# Source extract:
--- Begin ---

The author's youthfulness helps to assure the inevitable comparison with the Anne Frank diary although over and above the...

Elie Wiesel spent his early years in a small Transylvanian town as one of four children. 

He was the only one of the family to survive what Francois Maurois, in his introduction, calls the "human holocaust" of the persecution of the Jews, which began with the restrictions, the singularization of the yellow star, the enclosure within the ghetto, and went on to the mass deportations to the ovens of Auschwitz and Buchenwald. There are unforgettable and horrifying scenes here in this spare and sombre memoir of this experience of the hanging of a child, of his first farewell with his father who leaves him an inheritance of a knife and a spoon, and of his last goodbye at Buchenwald his father's corpse is already cold let alone the long months of survival under unconscionable conditions.

--- End ---

# Entries provided:
--- Begin ---

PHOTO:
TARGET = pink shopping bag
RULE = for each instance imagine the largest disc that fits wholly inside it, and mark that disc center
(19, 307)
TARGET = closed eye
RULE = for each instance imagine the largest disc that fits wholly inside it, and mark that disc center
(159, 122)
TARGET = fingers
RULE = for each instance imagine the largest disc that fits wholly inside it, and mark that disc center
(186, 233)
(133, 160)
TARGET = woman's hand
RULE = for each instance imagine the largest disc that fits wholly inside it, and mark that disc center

--- End ---

# Written instruction 1:
Check each statement against the passage about Elie Wiesel's memoir and answer yes or no, quoting the words that decide it: (a) Wiesel grew up as one of four children. (b) Several members of Wiesel's family survived the persecution. (c) Francois Maurois wrote the introduction.
# Written instruction 2:
According to the passage about Elie Wiesel's memoir, what did his father leave him at their first farewell?

# Final answer 1:
(a) Yes: "one of four children."
(b) No: "He was the only one of the family to survive."
(c) Yes: "what Francois Maurois, in his introduction, calls."

# Final answer 2:
A knife and a spoon.